Starting with the line that contains "Give the exact" and going on through the line that contains "positive clicks: (365, 30)", reproduce those lines with "rough mask" swapped for "coarse mask" and everything else unchanged.

*** Opening of Record excerpts ***

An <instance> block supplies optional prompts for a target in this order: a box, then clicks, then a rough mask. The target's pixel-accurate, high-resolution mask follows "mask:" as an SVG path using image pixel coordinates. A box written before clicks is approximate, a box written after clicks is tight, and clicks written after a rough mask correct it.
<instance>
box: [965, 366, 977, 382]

*** Close of Record excerpts ***
*** Opening of Record excerpts ***

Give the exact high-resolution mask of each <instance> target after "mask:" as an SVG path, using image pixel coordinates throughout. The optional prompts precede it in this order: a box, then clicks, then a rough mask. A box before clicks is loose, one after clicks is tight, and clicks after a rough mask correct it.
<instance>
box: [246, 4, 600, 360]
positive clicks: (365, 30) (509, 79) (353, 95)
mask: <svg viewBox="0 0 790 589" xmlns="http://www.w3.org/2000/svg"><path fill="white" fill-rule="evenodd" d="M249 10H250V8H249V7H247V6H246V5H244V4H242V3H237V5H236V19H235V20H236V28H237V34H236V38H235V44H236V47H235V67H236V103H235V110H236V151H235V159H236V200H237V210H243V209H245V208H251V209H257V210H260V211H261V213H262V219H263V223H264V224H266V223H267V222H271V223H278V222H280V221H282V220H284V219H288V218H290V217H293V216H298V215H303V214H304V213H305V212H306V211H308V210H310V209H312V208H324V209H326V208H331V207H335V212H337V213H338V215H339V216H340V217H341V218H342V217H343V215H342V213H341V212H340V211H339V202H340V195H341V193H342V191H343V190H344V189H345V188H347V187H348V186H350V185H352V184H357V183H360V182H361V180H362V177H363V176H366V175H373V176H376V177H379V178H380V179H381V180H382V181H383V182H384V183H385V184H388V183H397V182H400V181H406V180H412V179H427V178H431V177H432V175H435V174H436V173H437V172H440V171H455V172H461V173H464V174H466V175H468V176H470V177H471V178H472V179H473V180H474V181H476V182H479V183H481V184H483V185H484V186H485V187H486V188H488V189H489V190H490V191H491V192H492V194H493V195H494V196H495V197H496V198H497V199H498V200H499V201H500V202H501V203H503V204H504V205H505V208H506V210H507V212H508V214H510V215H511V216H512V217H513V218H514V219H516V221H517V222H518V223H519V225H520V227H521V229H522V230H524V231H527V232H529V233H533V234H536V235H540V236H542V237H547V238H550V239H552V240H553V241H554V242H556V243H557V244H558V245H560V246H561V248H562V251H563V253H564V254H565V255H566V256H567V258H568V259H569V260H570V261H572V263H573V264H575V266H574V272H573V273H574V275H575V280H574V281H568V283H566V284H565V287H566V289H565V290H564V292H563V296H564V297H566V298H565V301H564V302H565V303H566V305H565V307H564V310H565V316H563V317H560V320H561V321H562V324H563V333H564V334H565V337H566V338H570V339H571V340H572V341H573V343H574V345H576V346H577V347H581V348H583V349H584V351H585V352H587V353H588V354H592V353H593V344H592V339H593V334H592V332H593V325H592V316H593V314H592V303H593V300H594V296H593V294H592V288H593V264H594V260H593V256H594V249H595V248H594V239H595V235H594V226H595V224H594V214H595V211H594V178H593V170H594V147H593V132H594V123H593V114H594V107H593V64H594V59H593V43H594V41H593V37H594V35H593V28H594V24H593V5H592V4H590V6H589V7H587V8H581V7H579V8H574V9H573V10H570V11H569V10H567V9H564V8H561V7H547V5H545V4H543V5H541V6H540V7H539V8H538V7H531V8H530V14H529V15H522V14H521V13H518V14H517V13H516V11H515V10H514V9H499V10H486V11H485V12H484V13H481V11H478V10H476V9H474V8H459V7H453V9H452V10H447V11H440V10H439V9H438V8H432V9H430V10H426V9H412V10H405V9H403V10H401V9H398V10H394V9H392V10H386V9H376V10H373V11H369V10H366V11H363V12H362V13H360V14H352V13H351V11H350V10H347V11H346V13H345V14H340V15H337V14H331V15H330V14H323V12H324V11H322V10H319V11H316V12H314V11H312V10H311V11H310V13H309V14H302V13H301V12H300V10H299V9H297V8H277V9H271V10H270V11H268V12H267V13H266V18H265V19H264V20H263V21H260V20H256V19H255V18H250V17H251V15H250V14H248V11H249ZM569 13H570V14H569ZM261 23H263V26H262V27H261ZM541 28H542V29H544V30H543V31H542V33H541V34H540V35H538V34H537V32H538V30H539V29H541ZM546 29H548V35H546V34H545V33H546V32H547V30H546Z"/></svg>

*** Close of Record excerpts ***

* [Exercise response]:
Give the exact high-resolution mask of each <instance> target after "mask:" as an SVG path, using image pixel coordinates throughout. The optional prompts precede it in this order: a box, then clicks, then a coarse mask. A box before clicks is loose, one after clicks is tight, and clicks after a coarse mask correct it.
<instance>
box: [246, 4, 600, 360]
positive clicks: (365, 30) (509, 79) (353, 95)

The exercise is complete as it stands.